→ **Stored data entries**
Segment Open
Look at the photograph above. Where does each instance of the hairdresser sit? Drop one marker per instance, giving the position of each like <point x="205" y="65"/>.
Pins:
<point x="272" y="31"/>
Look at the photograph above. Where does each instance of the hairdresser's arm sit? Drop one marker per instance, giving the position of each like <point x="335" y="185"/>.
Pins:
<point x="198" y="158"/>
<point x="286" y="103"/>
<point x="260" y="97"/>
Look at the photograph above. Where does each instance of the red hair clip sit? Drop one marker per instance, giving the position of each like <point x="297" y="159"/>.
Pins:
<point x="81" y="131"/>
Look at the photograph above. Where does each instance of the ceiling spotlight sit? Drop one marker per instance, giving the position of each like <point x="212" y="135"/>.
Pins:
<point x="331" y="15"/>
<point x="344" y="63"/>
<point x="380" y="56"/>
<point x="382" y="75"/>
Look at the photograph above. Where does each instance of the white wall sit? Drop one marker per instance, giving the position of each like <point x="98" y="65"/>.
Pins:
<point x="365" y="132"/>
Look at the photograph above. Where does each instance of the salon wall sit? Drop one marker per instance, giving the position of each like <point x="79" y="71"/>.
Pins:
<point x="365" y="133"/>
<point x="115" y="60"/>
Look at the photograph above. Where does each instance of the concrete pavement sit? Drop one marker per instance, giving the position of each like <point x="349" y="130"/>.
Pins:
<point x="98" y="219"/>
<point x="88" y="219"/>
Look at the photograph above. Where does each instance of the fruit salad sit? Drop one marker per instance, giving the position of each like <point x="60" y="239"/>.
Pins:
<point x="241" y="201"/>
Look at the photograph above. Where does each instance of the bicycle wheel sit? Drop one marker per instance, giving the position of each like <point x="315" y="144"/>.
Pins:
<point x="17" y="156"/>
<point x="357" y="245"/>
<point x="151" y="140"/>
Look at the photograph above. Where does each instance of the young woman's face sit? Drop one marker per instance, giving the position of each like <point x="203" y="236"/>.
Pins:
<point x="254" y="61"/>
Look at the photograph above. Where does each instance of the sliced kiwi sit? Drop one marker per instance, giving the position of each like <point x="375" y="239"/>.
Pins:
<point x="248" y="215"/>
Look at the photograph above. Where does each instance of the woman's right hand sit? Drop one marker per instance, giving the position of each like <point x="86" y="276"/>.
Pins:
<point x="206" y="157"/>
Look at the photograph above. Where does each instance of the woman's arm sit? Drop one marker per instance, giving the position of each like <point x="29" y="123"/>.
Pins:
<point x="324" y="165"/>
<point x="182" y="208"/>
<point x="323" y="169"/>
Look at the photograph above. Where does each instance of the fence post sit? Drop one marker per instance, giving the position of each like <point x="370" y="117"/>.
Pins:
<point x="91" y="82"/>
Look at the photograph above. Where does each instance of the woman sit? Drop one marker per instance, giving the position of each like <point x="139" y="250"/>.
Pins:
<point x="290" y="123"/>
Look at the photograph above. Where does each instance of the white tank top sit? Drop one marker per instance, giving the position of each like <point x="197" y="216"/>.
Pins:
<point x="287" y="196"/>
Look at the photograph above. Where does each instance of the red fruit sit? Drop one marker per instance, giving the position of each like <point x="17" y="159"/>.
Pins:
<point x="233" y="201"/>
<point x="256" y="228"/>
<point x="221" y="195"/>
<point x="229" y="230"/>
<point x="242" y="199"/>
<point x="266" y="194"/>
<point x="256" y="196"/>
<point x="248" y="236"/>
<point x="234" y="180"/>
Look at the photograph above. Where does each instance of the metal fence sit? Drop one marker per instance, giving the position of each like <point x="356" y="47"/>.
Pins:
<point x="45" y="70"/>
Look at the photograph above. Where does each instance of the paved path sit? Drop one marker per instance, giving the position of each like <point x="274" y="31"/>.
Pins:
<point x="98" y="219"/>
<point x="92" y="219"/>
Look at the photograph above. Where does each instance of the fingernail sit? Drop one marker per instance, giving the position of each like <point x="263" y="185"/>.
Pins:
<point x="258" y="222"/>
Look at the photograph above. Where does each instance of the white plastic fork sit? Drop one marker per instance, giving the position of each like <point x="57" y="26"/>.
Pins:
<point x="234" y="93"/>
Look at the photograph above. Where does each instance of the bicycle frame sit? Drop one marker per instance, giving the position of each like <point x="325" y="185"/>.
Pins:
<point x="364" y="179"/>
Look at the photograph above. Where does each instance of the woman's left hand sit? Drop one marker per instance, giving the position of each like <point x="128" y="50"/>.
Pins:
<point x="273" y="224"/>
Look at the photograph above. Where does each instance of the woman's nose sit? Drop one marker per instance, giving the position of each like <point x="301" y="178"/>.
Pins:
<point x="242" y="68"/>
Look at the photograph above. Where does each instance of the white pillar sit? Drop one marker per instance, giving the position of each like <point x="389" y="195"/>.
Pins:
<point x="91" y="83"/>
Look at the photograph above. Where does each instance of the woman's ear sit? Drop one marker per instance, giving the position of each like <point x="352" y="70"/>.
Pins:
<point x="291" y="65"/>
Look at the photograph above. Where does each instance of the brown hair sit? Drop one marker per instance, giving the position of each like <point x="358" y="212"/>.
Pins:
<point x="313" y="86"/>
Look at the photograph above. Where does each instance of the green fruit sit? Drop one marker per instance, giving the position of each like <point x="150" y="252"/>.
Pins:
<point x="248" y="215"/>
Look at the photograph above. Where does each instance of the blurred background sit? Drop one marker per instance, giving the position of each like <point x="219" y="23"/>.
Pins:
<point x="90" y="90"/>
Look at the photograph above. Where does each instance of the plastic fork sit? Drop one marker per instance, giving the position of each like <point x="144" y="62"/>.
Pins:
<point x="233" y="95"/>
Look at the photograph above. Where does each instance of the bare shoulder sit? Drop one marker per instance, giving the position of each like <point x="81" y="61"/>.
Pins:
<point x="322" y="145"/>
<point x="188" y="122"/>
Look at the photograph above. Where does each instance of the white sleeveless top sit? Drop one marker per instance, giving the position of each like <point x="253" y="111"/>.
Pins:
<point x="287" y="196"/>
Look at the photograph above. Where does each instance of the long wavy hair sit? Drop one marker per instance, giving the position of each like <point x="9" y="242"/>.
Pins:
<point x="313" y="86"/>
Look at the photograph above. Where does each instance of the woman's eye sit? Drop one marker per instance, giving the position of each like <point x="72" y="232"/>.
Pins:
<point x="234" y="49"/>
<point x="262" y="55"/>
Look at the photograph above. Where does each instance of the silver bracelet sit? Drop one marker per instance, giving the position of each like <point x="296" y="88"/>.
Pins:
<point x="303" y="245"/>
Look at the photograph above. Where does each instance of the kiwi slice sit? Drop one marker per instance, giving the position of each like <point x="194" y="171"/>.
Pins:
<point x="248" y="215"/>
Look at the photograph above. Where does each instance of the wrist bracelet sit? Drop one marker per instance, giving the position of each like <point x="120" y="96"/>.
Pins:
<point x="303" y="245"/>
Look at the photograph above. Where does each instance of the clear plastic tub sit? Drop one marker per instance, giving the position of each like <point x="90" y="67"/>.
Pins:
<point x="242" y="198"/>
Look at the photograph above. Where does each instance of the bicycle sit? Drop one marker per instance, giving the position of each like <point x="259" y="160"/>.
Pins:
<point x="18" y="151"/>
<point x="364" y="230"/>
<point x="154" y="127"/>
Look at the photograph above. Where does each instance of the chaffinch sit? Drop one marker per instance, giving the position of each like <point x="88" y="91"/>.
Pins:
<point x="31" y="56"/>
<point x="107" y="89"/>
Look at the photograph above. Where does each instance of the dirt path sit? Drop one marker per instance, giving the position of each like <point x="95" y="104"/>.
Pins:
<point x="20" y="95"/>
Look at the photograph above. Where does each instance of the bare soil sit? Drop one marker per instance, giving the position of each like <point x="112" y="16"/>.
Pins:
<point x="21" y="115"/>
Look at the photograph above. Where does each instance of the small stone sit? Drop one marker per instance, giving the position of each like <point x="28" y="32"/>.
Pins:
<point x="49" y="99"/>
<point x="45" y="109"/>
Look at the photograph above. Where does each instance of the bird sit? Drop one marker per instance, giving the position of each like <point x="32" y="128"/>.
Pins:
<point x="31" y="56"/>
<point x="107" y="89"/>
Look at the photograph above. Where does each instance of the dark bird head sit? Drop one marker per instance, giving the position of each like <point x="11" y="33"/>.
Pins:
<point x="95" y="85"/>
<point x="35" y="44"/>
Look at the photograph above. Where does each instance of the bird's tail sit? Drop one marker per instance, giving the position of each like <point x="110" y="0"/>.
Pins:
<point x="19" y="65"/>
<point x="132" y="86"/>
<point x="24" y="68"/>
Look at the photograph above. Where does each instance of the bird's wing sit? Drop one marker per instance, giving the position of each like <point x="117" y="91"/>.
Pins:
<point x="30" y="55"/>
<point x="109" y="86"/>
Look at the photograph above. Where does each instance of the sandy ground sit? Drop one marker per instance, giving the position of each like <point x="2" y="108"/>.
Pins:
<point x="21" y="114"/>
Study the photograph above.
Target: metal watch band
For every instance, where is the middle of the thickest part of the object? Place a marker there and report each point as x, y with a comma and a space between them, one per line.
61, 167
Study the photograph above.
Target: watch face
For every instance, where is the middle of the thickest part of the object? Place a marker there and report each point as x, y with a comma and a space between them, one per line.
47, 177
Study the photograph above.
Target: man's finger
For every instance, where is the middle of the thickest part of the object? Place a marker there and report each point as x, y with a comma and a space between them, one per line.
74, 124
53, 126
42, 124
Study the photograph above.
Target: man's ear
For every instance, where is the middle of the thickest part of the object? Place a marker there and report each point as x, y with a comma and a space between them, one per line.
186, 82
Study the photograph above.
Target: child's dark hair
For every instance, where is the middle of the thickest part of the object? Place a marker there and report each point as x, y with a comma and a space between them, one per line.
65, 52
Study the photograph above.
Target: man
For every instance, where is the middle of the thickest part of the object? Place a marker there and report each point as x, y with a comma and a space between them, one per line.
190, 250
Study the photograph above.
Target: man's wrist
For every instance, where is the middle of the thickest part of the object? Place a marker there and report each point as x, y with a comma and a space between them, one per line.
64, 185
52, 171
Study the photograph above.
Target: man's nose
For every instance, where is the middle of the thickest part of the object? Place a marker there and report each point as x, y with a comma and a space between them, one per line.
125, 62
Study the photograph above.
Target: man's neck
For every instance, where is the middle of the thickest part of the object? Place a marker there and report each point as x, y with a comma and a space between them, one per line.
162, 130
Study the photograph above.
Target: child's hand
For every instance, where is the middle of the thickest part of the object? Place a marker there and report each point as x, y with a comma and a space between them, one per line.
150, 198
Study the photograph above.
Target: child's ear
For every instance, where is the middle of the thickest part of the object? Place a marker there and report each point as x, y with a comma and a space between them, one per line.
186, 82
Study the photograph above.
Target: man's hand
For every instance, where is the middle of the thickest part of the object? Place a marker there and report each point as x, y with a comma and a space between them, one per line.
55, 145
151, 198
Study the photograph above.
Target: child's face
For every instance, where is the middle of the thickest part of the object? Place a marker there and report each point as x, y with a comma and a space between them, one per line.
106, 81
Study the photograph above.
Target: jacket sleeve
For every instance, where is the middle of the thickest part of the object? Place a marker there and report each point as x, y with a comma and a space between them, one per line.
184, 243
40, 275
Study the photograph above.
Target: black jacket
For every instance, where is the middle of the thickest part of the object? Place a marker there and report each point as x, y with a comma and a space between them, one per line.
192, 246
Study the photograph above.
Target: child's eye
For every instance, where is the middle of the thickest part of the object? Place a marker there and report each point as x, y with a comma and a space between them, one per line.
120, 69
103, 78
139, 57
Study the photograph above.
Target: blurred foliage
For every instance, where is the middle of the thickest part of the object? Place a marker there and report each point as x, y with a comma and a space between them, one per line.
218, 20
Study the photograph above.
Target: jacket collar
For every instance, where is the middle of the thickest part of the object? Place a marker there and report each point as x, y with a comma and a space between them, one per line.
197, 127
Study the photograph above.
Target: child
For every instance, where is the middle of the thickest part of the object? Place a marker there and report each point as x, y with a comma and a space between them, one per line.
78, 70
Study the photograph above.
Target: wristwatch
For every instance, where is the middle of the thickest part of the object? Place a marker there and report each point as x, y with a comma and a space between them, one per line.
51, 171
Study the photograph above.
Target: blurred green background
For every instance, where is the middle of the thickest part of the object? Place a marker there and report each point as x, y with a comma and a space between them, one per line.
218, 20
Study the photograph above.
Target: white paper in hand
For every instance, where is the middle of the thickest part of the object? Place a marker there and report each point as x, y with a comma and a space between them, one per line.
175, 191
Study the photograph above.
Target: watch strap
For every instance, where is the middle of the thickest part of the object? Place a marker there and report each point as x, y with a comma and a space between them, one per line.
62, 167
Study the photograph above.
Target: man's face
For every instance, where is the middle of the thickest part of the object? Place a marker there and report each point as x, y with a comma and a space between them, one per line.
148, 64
Segment Closed
→ **WORK ORDER**
Find the word "fork" in the entries. Copy each line that holds it.

→ **SOLUTION FOR THIS TASK**
Look at the photograph above. Where does each instance of the white plastic fork sit? Drop one marker per instance, giving the position of each like <point x="57" y="26"/>.
Look at the photograph above. Where does each instance of the plastic fork sit? Drop one marker per instance, giving the position of each like <point x="144" y="62"/>.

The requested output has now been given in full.